*To do*.
Retype the records exactly, including every line.

++++++++

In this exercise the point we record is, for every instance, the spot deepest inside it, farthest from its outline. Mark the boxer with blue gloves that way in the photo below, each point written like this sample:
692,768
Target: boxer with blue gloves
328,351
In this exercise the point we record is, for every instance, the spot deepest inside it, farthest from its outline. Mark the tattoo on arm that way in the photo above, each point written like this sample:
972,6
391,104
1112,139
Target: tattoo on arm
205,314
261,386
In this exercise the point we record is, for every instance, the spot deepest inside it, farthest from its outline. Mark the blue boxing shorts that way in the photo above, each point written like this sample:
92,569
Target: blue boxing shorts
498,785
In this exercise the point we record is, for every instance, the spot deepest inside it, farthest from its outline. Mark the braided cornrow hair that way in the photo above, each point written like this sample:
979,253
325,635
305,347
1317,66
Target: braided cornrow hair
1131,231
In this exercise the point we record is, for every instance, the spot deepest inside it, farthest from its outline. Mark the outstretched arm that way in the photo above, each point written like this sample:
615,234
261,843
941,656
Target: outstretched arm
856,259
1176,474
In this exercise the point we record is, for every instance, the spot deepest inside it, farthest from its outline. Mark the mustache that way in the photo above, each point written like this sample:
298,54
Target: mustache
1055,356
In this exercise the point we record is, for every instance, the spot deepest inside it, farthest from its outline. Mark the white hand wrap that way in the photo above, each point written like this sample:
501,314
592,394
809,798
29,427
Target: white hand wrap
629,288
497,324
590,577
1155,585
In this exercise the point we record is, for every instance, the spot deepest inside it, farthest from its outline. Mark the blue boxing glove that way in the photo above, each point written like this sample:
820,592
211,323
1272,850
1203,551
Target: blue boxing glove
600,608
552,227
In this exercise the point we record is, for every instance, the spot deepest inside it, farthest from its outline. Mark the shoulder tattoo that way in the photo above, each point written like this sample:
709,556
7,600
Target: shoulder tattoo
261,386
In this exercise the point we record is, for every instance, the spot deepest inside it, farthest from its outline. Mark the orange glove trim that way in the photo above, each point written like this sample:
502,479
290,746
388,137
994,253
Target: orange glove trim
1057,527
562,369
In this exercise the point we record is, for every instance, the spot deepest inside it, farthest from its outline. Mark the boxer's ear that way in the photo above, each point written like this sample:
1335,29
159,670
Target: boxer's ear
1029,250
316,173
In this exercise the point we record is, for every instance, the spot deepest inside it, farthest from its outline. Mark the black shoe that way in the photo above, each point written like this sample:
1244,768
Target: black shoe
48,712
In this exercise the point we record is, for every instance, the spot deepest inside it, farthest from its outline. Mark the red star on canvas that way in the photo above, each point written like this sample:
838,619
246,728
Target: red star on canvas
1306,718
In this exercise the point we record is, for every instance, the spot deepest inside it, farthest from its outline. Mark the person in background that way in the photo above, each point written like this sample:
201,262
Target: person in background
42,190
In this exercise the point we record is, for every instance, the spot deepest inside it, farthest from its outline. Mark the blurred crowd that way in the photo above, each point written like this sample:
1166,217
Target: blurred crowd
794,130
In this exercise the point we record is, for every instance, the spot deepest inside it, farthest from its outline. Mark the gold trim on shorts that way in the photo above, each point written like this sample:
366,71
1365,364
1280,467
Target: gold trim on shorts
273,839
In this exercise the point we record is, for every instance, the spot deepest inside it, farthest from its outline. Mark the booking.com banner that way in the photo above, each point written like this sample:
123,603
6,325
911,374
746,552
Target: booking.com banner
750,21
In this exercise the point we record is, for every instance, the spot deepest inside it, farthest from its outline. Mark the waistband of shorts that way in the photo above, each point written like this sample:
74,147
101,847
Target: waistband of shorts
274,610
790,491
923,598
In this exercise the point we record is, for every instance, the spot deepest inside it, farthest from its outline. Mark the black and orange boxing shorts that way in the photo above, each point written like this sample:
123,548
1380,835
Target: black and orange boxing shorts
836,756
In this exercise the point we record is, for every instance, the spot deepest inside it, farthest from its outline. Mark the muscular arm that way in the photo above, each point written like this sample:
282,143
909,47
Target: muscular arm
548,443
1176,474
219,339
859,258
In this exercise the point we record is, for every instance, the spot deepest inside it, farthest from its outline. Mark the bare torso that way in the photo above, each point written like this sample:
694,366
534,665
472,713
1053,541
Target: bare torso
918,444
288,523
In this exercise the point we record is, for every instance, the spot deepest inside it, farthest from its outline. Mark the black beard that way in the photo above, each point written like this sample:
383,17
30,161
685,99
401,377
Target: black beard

++++++++

*Exercise output*.
In this exercise the point we record is, for every instance, the spot deepest inside it, farthest from its outline. Mark the boxer with blue gloves that way in the photo below, each point written like this sample:
692,768
Target: boxer with blue gloves
328,351
In this exercise the point we record is, for every instance, the spot deepest inside it, farthest from its outline. Mark the tattoo on arm that way in the photo above, each point written like this sample:
972,6
391,104
1112,139
Target: tattoo on arm
205,314
261,386
In this exercise the point we record is, for every instance, the spot deepest inside it, farthest from its outline. Mark the blue boxing shorts that way in the photo above, each point written like this sample:
92,569
Target: blue boxing shorts
498,785
In this exercise the point we record is, for every instance, the spot deepest inside it, farthest from its outline. Mark the braided cornrow hair that way in the photo above, each point written like this sample:
979,253
325,635
305,347
1317,66
Target: braided cornrow hair
1131,231
In this exercise the point we record is, for every instance, the spot deepest inside it, farthest from its outline. Mark the outstretched arm that way in the photo above, each point written like this sample:
615,234
261,843
941,656
Target: outstretched arm
856,259
1176,474
In this exercise the point we record is, for every instance, the spot deepest inside it, farthest from its outline. Mark the mustache that way in the photo above, each point written like this sample:
298,54
Target: mustache
1055,356
In this exercise the point we record is, for every instance, the spot deepest inside it, farthest from its outline. Mark the white hand wrap that way in the photo above, each point written like this sample:
501,314
592,394
809,798
29,427
Target: white hand wrap
629,288
497,324
590,577
1155,585
In this exercise the point we record is, for every instance, the spot deepest inside it, farthest from its outline. Mark the blue boxing glove that way in the photo above, each point written like this sample:
820,592
211,323
1272,850
1203,551
Target: blue boxing glove
600,608
552,227
In this exercise the point we record is, for every instance, the spot deepest inside it, farthest from its outline. Mark the shoulder tattoo that way in the photo above, each point written like this sample:
709,556
7,600
Target: shoulder tattoo
261,386
In this exercise the point we record is, for every instance, the spot deepest inside it, farthest from its outline. Mark the orange glove trim that way in the photo above, each point written like this sample:
502,479
290,746
388,137
994,253
Target: orange glove trim
1057,527
562,369
In this exercise the point we record is, for every instance, the spot deepest inside it, farthest from its outline. Mark the boxer's ear that way in the photo above, each point written like this sample:
1335,29
159,670
Target: boxer's ear
1029,250
316,173
In this exercise the point we record is, for every instance, the spot deepest inside it, farthest from its outline. Mark the black shoe that way in the photo above, each point written like this sample:
1244,768
Target: black shoe
48,712
In this exercise the point we record is, for every instance, the spot deepest inside it, farthest from its outline. Mark the red star on canvas that way in the photo above, each point written like this sample:
838,619
246,728
Target: red star on canvas
1306,718
In this exercise the point we record is, for every instance, the spot deepest inside it, farthest from its outline. Mark the person in background that way in the photo above, each point written like this sample:
201,262
Target: person in background
42,190
In this exercise the point we record is, for every instance, the spot deepest inside it, farthest from its outline. Mark the blurred crowd that way in the photo above, each point written like this sample:
1166,217
Target: blurred crowd
794,130
In this exercise the point we record is, for every instance, the spot deepest inside it, farthest from its outline. Mark the gold trim on shorts that way in the photo above, each point written like this sample:
366,71
1365,364
1280,467
Target: gold trim on shorts
273,839
In this exercise the point we record is, for every instance, the spot deepest inside it, farthest from its outline. Mark the booking.com banner that way in the photo above, each point written like this sample:
123,603
6,325
911,374
746,552
Target: booking.com banner
750,21
In this exercise the point we record is, for every instance, the spot deepest inside it, farthest from its outline. Mark the waistband of shorts that way in the photo above, each point written like this sample:
74,147
101,847
Target: waistband of shorts
274,610
790,491
923,598
In this exercise the point we record is, for every instance, the spot deepest inside it, farthest from its outline. Mark the black and orange boxing shorts that way in the photo above, each point written like this sample:
123,548
1380,835
Target: black and orange boxing shorts
836,756
In this exercise the point we record is, for every instance, the spot deepest inside it, farthest from its outline. Mark the muscular arm that way in the photo above, each point written like this sample:
282,143
909,47
Target: muscular arm
548,443
1176,474
219,339
859,258
In this exercise the point we record is, for every instance, the spot deepest inside it, farthest from its outline. Mark the bare torso that way in the photo above, each point written like this sample:
694,366
534,665
472,713
1053,541
Target: bare torso
918,444
288,523
In this exercise the point we record is, for every instance, the spot deepest inside it, farthest from its outline. Mark the black beard that way in the photo above, each point written like this sample:
383,17
30,161
685,99
401,377
Target: black beard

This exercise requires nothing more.